### SUPPLIED PASSAGE
.....
- Film poster
- Directed by: Tod Browning
- Screenplay by: Harry Ruskin Marion Parsonnet James Edward Grant
- Based on: Death from a Top Hat by Clayton Rawson
- Produced by: J.J. Cohn
- Starring: Robert Young Florence Rice
- Cinematography: Charles Lawton Jr.
- Edited by: Fredrick Y. Smith
- Music by: William Axt
- Distributed by: Metro-Goldwyn-Mayer
- Release date: August 14, 1939;
- Running time: 71 minutes
- Country: United States
- Language: English

= Miracles for Sale =

1939 film

Miracles for Sale is a 1939 American mystery film directed by Tod Browning, and starring Robert Young and Florence Rice. It was Browning's final film as a director. The film is based on a locked-room mystery novel by well-known mystery writer Clayton Rawson, Death from a Top Hat, which was the first to feature his series detective The Great Merlini. In this film, Merlini's character has been changed into Michael Morgan (The Amazing Morgan) as portrayed by Robert Young. Don Diavolo, another series character in Rawson's work under his pseudonym, Stuart Towne, appears here as Dave Duvallo.
.....
[Dataset items]
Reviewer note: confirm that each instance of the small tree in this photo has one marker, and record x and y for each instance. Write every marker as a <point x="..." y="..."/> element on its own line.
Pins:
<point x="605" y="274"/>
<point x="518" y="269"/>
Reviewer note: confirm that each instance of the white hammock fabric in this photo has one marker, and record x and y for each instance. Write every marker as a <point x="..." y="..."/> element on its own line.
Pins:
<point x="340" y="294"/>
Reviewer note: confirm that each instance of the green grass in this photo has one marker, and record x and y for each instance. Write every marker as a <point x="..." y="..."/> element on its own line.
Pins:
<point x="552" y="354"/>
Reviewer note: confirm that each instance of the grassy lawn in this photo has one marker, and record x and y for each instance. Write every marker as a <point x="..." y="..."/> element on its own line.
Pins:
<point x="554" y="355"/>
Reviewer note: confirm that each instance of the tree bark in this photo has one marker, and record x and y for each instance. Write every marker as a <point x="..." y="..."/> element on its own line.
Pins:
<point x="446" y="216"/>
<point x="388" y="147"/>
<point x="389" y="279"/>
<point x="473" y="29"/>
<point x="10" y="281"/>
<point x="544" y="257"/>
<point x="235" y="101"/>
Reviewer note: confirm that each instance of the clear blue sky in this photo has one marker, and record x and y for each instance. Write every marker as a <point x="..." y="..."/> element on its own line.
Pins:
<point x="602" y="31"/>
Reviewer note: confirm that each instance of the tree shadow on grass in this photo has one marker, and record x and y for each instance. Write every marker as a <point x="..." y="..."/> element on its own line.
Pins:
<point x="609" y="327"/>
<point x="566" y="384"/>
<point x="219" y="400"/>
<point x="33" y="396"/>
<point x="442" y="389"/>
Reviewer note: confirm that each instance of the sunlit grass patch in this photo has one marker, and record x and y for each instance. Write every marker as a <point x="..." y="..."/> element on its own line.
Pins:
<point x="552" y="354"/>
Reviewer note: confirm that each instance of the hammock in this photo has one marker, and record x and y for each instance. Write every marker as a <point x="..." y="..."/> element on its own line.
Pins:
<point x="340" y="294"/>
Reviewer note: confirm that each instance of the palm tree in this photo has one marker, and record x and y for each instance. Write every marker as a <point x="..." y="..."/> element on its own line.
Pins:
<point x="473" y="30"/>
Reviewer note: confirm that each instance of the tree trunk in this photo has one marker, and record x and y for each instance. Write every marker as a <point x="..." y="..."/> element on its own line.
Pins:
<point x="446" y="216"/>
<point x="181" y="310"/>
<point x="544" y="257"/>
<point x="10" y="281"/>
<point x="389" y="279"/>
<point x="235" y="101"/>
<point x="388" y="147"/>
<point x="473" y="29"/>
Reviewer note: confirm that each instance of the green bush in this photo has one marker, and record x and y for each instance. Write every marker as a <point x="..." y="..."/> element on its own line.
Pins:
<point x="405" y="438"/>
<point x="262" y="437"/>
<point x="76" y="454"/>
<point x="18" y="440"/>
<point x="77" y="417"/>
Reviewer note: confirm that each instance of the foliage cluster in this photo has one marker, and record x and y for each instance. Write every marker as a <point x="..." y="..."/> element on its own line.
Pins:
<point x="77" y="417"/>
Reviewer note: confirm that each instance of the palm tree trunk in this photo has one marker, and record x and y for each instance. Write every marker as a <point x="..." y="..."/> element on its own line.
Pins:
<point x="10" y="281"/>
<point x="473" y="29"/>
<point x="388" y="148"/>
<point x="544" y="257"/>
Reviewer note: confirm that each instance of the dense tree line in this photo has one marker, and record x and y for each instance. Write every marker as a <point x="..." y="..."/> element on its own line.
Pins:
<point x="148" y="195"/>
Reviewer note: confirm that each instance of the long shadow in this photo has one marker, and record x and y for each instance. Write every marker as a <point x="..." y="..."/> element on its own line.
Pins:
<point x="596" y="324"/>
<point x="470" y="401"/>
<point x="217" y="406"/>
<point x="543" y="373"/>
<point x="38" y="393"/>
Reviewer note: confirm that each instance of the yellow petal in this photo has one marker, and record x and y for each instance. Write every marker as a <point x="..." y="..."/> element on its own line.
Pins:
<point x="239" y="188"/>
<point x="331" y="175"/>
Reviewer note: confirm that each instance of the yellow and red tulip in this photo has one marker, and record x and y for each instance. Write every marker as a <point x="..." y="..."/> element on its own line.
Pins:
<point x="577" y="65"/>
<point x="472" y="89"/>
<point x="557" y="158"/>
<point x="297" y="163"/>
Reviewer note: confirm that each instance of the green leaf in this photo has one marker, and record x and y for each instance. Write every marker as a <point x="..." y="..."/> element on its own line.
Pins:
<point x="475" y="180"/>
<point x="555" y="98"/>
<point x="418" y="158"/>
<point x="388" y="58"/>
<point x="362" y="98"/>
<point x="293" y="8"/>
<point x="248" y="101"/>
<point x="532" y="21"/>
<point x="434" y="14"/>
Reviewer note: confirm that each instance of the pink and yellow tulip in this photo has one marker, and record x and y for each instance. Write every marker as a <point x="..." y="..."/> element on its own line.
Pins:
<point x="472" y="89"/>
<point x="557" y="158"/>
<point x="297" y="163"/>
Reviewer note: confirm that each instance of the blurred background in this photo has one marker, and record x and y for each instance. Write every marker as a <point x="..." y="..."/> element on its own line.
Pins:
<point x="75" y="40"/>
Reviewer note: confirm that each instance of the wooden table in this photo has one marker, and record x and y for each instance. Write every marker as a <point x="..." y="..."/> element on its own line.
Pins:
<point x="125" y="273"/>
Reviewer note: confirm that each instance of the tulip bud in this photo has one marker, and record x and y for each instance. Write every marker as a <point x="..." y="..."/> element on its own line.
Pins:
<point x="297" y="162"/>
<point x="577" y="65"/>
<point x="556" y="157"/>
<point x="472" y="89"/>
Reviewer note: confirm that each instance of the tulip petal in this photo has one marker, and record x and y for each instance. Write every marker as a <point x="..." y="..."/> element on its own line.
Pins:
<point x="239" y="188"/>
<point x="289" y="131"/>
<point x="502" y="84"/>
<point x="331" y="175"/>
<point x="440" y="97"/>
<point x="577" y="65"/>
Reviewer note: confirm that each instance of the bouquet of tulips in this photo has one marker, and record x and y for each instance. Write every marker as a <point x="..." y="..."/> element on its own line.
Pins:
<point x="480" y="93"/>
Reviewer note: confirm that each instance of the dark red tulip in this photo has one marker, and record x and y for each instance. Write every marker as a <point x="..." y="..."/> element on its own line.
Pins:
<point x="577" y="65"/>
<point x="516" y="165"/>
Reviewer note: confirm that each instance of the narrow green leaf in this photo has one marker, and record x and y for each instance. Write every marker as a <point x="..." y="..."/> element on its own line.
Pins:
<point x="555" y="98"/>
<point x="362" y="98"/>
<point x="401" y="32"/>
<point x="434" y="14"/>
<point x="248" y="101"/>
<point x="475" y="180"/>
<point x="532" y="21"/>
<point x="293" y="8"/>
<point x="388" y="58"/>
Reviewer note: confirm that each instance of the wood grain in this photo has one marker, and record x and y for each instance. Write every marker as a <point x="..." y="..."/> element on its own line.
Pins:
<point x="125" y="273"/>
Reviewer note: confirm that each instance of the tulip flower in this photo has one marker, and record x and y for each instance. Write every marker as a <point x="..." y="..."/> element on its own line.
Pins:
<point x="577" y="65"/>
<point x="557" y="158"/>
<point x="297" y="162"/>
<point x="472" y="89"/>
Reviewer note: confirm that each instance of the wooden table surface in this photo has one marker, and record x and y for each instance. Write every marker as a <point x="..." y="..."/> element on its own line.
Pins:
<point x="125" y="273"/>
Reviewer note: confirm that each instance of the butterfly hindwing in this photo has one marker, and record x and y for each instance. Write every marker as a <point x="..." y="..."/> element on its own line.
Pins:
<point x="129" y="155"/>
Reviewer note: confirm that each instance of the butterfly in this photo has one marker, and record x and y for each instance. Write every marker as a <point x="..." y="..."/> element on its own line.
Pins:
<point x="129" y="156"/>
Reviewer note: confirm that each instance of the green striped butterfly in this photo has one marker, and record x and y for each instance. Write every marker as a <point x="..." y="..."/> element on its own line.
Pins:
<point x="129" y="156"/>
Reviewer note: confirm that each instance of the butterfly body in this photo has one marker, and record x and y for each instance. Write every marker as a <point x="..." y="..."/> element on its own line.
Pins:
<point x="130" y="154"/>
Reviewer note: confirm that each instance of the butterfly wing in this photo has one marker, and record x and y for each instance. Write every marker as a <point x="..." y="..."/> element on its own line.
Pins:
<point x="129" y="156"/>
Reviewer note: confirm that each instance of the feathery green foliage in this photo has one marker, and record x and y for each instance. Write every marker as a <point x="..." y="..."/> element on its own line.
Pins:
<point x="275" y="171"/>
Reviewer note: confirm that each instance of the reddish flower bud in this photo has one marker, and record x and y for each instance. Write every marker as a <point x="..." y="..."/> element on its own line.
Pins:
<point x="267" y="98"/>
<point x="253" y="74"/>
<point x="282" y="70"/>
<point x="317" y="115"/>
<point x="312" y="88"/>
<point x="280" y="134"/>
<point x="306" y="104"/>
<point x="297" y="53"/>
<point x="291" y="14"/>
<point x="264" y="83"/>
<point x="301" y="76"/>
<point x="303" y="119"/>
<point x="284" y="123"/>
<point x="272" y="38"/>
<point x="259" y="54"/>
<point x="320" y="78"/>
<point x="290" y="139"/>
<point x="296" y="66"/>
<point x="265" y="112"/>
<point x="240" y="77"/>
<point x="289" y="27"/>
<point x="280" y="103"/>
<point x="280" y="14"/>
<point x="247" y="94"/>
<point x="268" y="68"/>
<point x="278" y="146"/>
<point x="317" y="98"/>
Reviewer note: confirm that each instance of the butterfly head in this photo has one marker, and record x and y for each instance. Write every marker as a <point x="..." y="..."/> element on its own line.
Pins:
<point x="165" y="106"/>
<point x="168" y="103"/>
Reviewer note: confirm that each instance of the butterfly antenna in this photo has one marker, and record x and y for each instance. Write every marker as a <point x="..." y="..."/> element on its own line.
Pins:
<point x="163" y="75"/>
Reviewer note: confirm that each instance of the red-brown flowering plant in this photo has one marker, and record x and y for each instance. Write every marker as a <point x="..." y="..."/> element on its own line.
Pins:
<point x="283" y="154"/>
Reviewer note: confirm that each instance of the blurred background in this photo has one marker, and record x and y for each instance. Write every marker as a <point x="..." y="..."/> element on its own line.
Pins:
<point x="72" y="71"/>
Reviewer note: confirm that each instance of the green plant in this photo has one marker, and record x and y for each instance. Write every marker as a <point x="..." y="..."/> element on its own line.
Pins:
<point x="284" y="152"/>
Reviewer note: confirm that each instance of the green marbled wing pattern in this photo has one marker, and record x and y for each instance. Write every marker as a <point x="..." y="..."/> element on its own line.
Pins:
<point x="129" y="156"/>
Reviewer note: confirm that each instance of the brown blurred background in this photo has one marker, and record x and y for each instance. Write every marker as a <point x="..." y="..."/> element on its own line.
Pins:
.....
### WHAT IS ASKED
A – Answer these questions using the Miracles for Sale entry.
(i) Who edited the film?
(ii) What is the film's running time?
(iii) In the film, what character takes the place of The Great Merlini?
B – Output the part of the Miracles for Sale entry that begins at the words "- Film poster" and stops after the words "Charles Lawton Jr.".

### EXPECTED ANSWERS
A –
(i) Fredrick Y. Smith
(ii) 71 minutes
(iii) Michael Morgan (The Amazing Morgan)

B –
- Film poster
- Directed by: Tod Browning
- Screenplay by: Harry Ruskin Marion Parsonnet James Edward Grant
- Based on: Death from a Top Hat by Clayton Rawson
- Produced by: J.J. Cohn
- Starring: Robert Young Florence Rice
- Cinematography: Charles Lawton Jr.